Dec 21, 2012  - Chuck Warner

Guest Writer Chuck Warner looks back at some of the toughest swim practices and where they led some of the toughest swimmers in the history book

Winter break training can be used as a time to build confidence and courage, for those willing to tackle difficult challenges. If you’re looking for ideas for long workouts, just do a goggle search of “toughest swim practice” and some amazing examples will pop up. But the results that every swimmer, coach and parent are looking for are at the end of the season, or even more appropriately, at the end of a swimmer’s career. 

Here are a few a few examples of some tough stuff, and the performances they led to. 

At the DeAnza (now DACA) Swim-A-Thon in the fall of 1975, Mike Bruner swam 10,000-yards instead of the normal 5,000 yard format. He held a time of under one minute on his average for each one hundred yards and swam the time of 9:40.3 on his last 1000. The next summer at the Montreal Olympic Games, Mike was the first gold medal winner in swimming when he won the 200-meter butterfly. 

Bruner’s feat is what inspired Bobby Hackett to tackle 100 x 100-yards on 1:00. After Bobby first succeeded at it in December of 1975, he completed it several more times. At the Montreal Olympics Hackett improved his 1500 nearly 30 seconds from the previous year. He won a silver medal and set a 15-16 year old NAG that still stands today. 

Hackett’s 100 x 100s encouraged Coach Sharon Power to assign Ian Crocker that task over the winter break in 1997. Ian is known for speed and holding the world record in the 100-meter butterfly. But he completed 100 x 100s short course meters on various intervals.  Eight months later he swam a 1:49 200-meter freestyle, one of the fastest times in the world. Two and one half years later he won a gold medal on the United States 400 Medley Relay at the Sydney Olympics.

> _WHAT YOU WILL DO_
Please extend the article on tough swim practices, picking up right after its last sentence.

[Named object pointing records]
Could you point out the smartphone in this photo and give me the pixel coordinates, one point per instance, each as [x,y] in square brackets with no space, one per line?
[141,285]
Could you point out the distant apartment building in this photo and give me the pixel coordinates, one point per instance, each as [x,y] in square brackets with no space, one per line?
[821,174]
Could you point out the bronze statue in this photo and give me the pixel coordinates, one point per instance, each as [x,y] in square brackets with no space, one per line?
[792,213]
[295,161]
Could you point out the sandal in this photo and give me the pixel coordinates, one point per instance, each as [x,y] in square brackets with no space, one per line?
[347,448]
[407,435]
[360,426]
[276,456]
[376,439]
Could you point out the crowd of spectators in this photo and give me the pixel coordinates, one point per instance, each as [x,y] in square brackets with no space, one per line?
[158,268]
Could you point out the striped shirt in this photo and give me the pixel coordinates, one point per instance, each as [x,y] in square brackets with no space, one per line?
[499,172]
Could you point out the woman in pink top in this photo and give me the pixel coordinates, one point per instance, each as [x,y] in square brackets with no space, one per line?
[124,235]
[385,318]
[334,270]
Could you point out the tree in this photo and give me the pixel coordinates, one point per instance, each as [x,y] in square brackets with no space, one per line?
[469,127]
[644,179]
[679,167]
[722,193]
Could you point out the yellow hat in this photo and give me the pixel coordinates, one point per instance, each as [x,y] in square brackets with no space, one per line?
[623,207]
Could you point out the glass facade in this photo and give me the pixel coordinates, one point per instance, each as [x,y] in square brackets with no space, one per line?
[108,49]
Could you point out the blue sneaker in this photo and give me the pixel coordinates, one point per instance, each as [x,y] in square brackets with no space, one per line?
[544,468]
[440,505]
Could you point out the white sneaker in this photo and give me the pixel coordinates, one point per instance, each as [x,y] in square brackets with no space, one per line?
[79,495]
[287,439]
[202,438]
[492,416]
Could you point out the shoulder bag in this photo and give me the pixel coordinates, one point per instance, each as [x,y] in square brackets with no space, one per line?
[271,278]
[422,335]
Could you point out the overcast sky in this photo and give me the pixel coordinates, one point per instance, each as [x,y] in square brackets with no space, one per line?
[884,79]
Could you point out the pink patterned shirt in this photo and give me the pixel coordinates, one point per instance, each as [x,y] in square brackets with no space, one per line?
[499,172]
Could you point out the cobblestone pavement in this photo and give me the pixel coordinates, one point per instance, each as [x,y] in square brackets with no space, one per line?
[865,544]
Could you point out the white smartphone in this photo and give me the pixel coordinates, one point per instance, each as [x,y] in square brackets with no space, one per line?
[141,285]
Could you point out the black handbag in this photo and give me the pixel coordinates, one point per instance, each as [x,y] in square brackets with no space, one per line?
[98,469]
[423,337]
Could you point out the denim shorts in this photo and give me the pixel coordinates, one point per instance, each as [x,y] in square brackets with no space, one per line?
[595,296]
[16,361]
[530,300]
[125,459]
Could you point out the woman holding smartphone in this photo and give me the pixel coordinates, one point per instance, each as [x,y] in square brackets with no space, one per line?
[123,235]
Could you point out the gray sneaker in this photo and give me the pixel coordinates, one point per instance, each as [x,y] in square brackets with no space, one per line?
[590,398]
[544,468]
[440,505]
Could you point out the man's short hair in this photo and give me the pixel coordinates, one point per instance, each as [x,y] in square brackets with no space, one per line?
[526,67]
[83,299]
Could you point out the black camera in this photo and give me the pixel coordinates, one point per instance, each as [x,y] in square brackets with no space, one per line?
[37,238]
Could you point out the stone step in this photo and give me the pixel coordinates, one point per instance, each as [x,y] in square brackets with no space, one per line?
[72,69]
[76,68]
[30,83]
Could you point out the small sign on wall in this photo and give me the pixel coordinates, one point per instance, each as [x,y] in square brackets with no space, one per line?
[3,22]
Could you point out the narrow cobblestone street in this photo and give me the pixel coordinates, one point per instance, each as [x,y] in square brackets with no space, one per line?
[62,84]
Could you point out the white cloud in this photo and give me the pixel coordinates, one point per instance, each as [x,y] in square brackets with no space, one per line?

> _RESPONSE TO THE TASK_
Over the winter break in 1979, Dennis Pursley was the head coach for the Cincinnati Pepsi Marlins. They worked very, very hard and for a long time. One evening he gave a portion of the team a 10,000-meter swim for time, and legend has it, told those swimmers that if they performed under a certain time they could miss the next morning practice. Mary T. Meagher and the butterfly group piped up and asked, “What about us?” Coach Pursley offered the same challenge, along with the fact that everyone that swam butterfly had to swim full stroke/legal butterfly the entire 10,000 meters for their effort to count. Mary T and a few of her teammates earned the right to sleep in the next morning. 

That summer Mary T broke the world records in both butterfly events and the next year dropped them down again to the sport’s long-standing milestones of 57.9 and 2:05.9. 

In the 1970s Coach Mark Schubert’s Mission Viejo teams were noted for performing very long difficult training, especially in the “Animal Lane” or distance group. A sparkling example was Casey Converse’s punishment for missing practice too frequently: a 20,000-yard swim for time in the spring of 1976. 

His time? 4 hours, 8 minutes and 33 seconds. 

That summer Casey improved his 400-meter freestyle seven seconds from the previous year and was a surprise in making the USA Olympic team. 

On Christmas Eve, 1974 Coach Schubert walked out on the pool deck and told his team they were going to swim 10 x 1500s.  Here is the scene from the book Four Champions, One Gold Medal. 

The moment Coach Schubert announced the set, several swimmers began to weigh their options. Some thought of leaving and making up the practice another day, or quitting the team altogether. 

Anticipating some backlash from some of the athletes, Mark Schubert’s temper began to boil. “When you stand up on the blocks at the end of the season I want you to know that you have done things that none of your competitors have done!” he said tersely, “and this is one of those things.”

….By responding in kind, they [The Animal Lane]were not only leading the work ethic of the Mission Viejo Nadadores. They were one of the leading ambassadors of hard work in U.S. swimming, not to mention the rest of the world. Brian Goodell stood by lane one, the animal lane. He smiled and thought, “I’m going home tired tonight no matter what. So who cares if the set is 10 x 1500s. Am I going to die from this?” Brian laughed and quietly said to his animal lane teammates, Taylor Howe and Bill Babashoff, “Let’s go.” 

Nineteen months later Brian Goodell set world records in the 400 and 1500-meter freestyles and won both gold medals at the Montreal Olympics. 

Twenty-one months later Brian Goodell began his senior year of high school. 

What about you?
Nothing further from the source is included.